Letting go, blessing, and living into being an integrated one-world dweller are work for these days and beyond.

Perhaps it is time to bring my worlds together; to realize that the sun-dance on water and the treasured smell of a place are witnesses to something so much larger.

I live in God’s expansive world.

I don’t have to own a piece of it to know the peace of it.

 

 

Day by Day

When I was a new pastor, there was a tradition at our yearly gathering at Annual Conference.

Each retiring pastor was given three to five minutes to address the plenary – some 800 people. 

I was so moved by the power of that witness.  Here were women and men who had given so much to the movement of United Methodism.  They were eloquent and boring, pedantic and poetic.  I savored it all and wondered what it would be like to speak a whole lifetime of ministry in three to five minutes.

My husband the Rev. Cooper Wiggen is retiring this year at Annual Conference.  He has not been given three to five minutes to speak.  Apparently many felt that the utterances of pastoral hearts made for a long listen, so we don’t get to hear those speeches any more.  More’s the pity.  Instead, Cooper and his wife will be given corsages, Cooper will be given a plaque, and a scant paragraph will be read sprung from the heart of God’s called preacher.  There will be cake to eat and hands to shake.  

Oh, the lives that have been touched by those retiring: Baptisms and weddings and bread broken and tears shared.  How is it that any one soul could be called to be so faithfully open to the souls of others?  How is it that Cooper said “yes” to the call to ministry and continued to say “yes” for 42 years?  Where does such steadfast faith and tenacity come from?

 God calls the craziest souls into community.  God calls us each and all to say “yes” to showing up to our lives and to the world.  God calls us to offer water and bread, forgiveness and laughter to each other and through that offering our very lives are made whole and alive.

What a wonder.

☆ ☆ ☆ ☆ ☆

EXERCISE DESCRIPTION —
In the reflection on retiring pastors, for how many years did Cooper keep saying "yes" to the call to ministry?

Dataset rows
☆ ☆ ☆ ☆ ☆

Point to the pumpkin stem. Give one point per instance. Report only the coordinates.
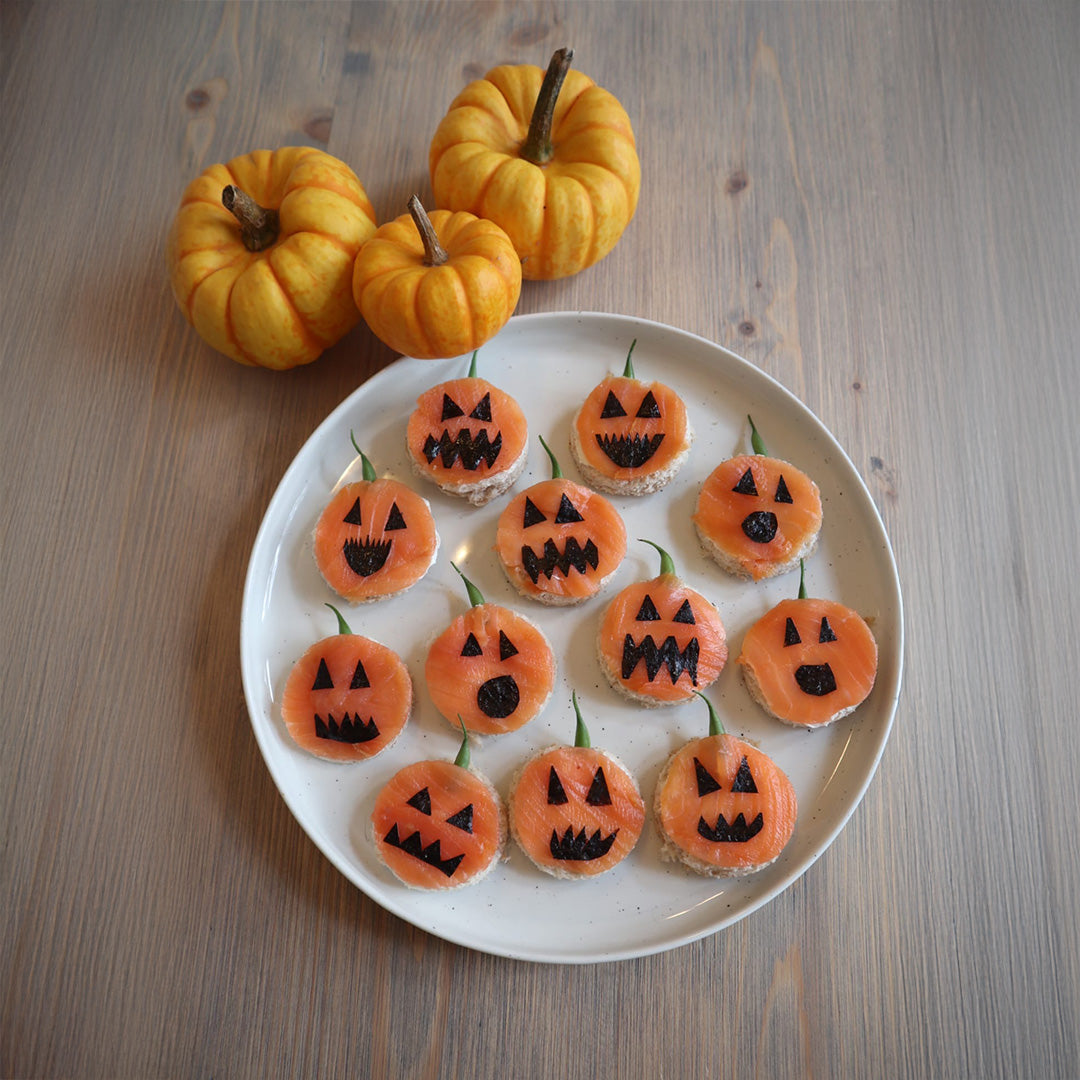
(756, 440)
(715, 727)
(367, 468)
(462, 758)
(556, 473)
(666, 564)
(433, 252)
(342, 625)
(475, 596)
(581, 733)
(258, 226)
(538, 146)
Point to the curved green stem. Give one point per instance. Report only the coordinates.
(475, 596)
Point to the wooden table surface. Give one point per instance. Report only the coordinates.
(876, 203)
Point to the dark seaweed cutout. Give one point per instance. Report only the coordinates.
(353, 516)
(685, 613)
(743, 784)
(323, 680)
(745, 485)
(534, 515)
(462, 819)
(556, 794)
(450, 408)
(612, 407)
(706, 782)
(598, 794)
(649, 409)
(647, 612)
(483, 409)
(567, 515)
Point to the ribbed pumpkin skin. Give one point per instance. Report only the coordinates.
(562, 216)
(283, 306)
(437, 311)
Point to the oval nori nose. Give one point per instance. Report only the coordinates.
(760, 526)
(498, 697)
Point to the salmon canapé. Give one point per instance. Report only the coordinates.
(809, 661)
(757, 516)
(347, 698)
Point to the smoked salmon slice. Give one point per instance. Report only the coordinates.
(576, 811)
(809, 661)
(631, 436)
(491, 667)
(558, 541)
(757, 515)
(440, 824)
(469, 437)
(347, 698)
(376, 538)
(660, 640)
(721, 806)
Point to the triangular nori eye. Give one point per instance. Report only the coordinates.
(534, 515)
(462, 819)
(745, 485)
(743, 784)
(421, 801)
(598, 795)
(450, 408)
(685, 613)
(649, 409)
(611, 407)
(359, 677)
(394, 520)
(353, 516)
(647, 612)
(323, 680)
(483, 409)
(566, 512)
(706, 782)
(556, 796)
(507, 648)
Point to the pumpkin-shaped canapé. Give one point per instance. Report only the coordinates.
(550, 158)
(469, 437)
(631, 436)
(347, 698)
(375, 538)
(261, 251)
(721, 806)
(576, 811)
(660, 640)
(490, 669)
(559, 541)
(439, 286)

☆ ☆ ☆ ☆ ☆

ANSWER TO THIS EXERCISE —
42 years.